**Exercise set**
(a) In the article about Faviola Dadis:
(i) At which hotel did the 2002 audition take place?
(ii) Who is Dadis's attorney?
(iii) How many articles were written around the world about her story?
(b) Can you repeat the article about Faviola Dadis word for word, everything from "In January, Dadis" down to "notably from other women."?

Former Dutch model Faviola Dadis, who earlier this year accused actor Steven Seagal sexually assaulting her during a 2002 audition, said she regrets having done any press on her accusations after a local Dutch TV network, RTL, doubted her account on live TV.
Dadis said she was blindsided by the Dutch entertainment reporter, Olcay Gulsen, who according to Dadis remarked during the broadcast that her accusations against the action star lacked credibility.
“She was just basically bashing me and my character and saying that she didn’t believe anything I said,” Dadis told TheWrap.
(Neither Gulsen nor the show’s producer responded to requests for comment, though Dadis said she received an apology from the producer.)
The experienced left her so traumatized, it was the last interview she did, until now.
“That killed me,” she said. She said.
In January, Dadis accused Seagal of fondling her breasts and grabbing her crotch during a 2002 audition for what he called a “romantic scene” at the W Hotel in Beverly Hills.
Dadis said she quickly ended the audition but that when she tried to leave the room, Seagal’s security guard blocked her way. “I began yelling, ‘I need to leave right now, this is B.S., I need to leave right now!’ He motioned to his security guard to let me go and I ran out,” she said. Seagal’s lawyer has denied the accusations.
She’s been surprised by the negative reactions she’s gotten since coming forward, most notably from other women.
“You’d think a woman would understand what it means to be violated in this way,” she said. “I was surprised that women themselves were making salacious comments towards me, especially on social media.”
Since first telling her story to TheWrap, Dadis held a press conference in March along with her attorney Lisa Bloom and another Seagal accuser, former actress Regina Simons. Dadis has since returned to Amsterdam, where she’s finishing her doctorate in neuroscience.
How have you been since we last talked?
I thought this would bring me closure, and it has in many ways, but it also brought up a lot things that I didn’t expect… I didn’t anticipate that something that I had gone to therapy years ago would bring about so much post-traumatic stress, basically triggering the entire incident over and over again.
Your story went viral. What was the reaction to it back home?
There were 55,000 articles written around the world about my story. It was really interesting to see the positive feedback that I got. But also the negative feedback, which surprisingly came from other women. You’d think a woman would understand what it means to be violated in this way. I was surprised that women themselves were making salacious comments towards me, especially on social media.

Saved entries:
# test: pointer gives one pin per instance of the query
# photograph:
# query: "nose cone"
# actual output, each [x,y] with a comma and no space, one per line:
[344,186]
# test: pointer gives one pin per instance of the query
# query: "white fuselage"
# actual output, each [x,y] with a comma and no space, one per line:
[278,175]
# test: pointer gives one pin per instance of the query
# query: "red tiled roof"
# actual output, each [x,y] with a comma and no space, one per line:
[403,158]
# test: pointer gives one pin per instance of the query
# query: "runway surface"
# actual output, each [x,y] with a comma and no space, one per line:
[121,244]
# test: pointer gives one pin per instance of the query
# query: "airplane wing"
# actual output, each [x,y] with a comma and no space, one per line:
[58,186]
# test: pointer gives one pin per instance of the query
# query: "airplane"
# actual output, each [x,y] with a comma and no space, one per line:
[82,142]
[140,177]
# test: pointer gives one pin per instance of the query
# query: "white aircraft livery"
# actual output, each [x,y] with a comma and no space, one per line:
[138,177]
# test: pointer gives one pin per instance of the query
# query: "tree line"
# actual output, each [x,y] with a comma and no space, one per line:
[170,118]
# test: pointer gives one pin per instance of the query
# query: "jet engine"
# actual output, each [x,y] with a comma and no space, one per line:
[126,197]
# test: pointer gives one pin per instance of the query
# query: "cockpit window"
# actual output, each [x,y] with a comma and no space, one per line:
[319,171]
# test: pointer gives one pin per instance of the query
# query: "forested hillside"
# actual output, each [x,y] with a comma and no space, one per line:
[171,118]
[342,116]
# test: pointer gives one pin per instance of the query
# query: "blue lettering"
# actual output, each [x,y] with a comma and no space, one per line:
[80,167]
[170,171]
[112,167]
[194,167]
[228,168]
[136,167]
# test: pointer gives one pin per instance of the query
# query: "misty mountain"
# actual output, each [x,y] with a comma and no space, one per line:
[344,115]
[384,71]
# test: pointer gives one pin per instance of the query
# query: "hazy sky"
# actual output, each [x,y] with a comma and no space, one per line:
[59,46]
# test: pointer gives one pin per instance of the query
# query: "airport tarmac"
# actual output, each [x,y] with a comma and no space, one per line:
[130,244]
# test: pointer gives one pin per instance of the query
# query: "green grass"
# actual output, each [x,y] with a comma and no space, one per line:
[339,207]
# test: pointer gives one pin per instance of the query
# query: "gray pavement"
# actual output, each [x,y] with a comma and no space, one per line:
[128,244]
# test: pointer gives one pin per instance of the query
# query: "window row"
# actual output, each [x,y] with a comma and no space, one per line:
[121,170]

==

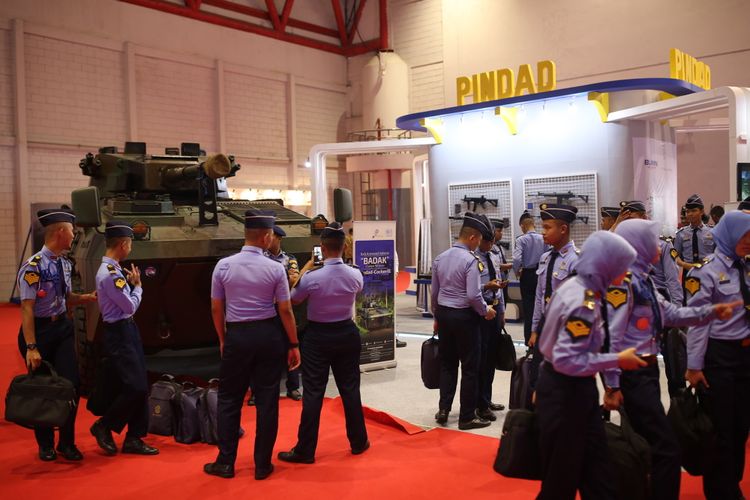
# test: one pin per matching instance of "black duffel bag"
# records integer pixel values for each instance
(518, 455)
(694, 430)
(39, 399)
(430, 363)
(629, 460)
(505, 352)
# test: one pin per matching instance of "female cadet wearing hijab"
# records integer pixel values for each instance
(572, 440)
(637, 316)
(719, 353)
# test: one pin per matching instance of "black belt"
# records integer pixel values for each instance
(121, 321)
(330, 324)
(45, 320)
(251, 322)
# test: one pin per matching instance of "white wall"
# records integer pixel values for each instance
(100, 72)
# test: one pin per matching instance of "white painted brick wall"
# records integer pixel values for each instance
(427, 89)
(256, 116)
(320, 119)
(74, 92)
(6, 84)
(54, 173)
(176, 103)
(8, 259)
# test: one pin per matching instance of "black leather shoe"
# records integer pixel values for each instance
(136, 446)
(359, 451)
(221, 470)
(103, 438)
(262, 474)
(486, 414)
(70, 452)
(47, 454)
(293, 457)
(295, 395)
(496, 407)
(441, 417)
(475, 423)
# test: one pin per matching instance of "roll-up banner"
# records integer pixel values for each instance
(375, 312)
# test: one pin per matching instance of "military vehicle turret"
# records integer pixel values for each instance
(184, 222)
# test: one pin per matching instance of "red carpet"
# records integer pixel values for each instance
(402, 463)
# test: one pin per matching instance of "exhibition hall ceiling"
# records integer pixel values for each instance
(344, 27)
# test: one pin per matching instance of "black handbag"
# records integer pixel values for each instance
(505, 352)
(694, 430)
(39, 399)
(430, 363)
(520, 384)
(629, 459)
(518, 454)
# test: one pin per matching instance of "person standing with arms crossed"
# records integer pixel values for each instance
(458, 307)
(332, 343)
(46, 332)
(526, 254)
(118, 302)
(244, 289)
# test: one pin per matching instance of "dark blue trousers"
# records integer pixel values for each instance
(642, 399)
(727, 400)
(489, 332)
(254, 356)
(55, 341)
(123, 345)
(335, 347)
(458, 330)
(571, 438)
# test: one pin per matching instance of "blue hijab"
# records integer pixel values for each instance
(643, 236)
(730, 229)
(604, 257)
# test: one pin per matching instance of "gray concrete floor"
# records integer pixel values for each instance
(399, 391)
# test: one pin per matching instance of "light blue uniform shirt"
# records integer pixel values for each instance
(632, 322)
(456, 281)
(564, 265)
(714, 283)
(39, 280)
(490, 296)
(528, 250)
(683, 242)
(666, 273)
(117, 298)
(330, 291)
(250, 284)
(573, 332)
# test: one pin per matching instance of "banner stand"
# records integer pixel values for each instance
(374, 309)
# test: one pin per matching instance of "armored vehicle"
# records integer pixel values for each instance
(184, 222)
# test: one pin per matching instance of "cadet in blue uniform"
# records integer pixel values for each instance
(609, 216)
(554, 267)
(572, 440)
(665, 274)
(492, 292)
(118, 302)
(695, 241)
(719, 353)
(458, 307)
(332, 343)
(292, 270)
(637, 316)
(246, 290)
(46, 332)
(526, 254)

...

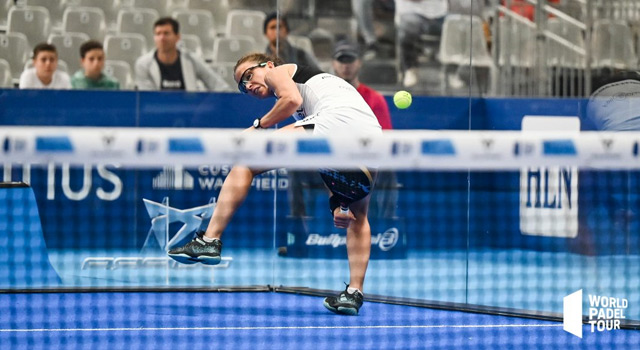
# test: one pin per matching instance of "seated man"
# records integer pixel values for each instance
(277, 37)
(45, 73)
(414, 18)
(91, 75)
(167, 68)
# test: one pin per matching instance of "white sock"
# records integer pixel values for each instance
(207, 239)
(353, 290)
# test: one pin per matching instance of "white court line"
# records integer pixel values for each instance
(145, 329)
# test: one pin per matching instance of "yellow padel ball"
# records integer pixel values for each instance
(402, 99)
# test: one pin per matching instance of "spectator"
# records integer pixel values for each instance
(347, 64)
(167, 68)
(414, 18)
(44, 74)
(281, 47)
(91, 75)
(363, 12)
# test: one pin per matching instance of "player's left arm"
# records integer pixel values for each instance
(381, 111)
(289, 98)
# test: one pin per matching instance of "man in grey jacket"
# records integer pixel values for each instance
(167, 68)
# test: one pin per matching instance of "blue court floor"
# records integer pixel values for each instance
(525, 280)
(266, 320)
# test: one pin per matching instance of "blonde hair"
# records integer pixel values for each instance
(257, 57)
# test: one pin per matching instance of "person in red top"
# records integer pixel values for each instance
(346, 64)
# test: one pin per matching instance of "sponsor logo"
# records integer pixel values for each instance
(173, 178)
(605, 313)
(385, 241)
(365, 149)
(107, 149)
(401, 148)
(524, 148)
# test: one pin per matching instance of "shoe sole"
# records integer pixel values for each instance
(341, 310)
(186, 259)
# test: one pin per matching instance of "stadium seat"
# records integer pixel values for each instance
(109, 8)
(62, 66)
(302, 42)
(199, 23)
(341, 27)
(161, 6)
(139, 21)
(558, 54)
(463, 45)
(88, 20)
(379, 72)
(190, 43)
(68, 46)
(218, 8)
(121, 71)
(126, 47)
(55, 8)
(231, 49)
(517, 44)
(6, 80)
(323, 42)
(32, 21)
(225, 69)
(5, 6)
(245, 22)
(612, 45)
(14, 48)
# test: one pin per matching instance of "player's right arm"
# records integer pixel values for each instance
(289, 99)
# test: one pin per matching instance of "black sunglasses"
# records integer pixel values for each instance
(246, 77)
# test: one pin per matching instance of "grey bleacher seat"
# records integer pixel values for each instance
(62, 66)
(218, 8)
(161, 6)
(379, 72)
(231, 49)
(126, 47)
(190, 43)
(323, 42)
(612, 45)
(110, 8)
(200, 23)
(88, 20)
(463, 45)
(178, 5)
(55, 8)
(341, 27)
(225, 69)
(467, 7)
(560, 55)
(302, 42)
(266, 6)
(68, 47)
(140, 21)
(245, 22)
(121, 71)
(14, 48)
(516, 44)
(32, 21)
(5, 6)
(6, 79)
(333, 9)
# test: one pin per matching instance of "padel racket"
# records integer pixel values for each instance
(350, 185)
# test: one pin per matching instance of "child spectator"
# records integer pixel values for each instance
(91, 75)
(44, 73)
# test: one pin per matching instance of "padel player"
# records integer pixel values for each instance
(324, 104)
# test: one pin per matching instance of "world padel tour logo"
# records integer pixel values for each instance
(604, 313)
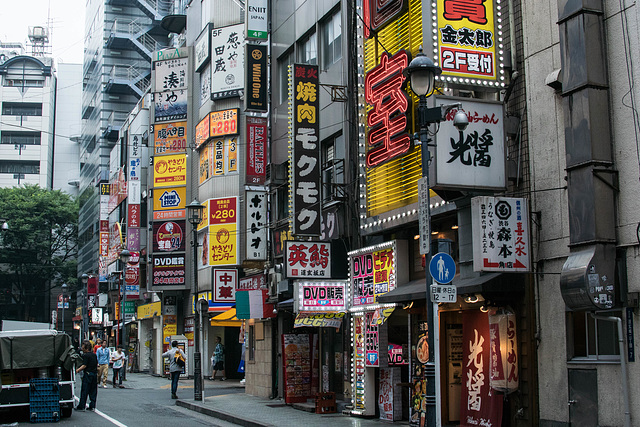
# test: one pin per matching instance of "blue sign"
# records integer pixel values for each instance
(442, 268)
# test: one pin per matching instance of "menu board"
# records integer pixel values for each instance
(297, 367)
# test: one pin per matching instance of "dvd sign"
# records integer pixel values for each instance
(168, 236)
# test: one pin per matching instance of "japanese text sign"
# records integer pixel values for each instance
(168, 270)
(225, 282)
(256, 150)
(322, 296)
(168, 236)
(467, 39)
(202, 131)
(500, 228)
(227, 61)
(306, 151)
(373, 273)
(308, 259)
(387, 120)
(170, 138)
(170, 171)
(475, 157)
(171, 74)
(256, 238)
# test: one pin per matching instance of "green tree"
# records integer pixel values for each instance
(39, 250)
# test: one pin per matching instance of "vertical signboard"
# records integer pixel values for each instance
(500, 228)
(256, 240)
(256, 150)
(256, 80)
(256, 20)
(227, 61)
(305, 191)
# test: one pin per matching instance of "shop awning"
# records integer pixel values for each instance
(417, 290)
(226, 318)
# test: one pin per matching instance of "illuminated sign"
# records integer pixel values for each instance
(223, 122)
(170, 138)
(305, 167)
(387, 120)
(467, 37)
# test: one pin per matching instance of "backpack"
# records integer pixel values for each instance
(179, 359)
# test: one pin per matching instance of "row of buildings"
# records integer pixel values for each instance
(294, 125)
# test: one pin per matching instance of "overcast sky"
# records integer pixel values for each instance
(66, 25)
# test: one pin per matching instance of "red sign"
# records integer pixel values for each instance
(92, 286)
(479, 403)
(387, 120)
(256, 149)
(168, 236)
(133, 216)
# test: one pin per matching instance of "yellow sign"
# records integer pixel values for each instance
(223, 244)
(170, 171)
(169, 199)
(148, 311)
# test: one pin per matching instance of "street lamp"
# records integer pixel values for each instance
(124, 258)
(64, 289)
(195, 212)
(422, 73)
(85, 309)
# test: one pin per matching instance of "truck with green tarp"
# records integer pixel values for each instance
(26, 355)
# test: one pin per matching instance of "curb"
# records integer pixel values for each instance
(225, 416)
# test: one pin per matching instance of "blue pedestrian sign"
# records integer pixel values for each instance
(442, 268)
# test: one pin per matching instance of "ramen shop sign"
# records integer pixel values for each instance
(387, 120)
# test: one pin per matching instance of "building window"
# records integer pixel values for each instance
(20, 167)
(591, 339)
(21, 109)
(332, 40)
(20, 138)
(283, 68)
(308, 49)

**Numbered responses**
(a)
(i) The W Hotel in Beverly Hills
(ii) Lisa Bloom
(iii) 55,000

(b)
In January, Dadis accused Seagal of fondling her breasts and grabbing her crotch during a 2002 audition for what he called a “romantic scene” at the W Hotel in Beverly Hills.
Dadis said she quickly ended the audition but that when she tried to leave the room, Seagal’s security guard blocked her way. “I began yelling, ‘I need to leave right now, this is B.S., I need to leave right now!’ He motioned to his security guard to let me go and I ran out,” she said. Seagal’s lawyer has denied the accusations.
She’s been surprised by the negative reactions she’s gotten since coming forward, most notably from other women.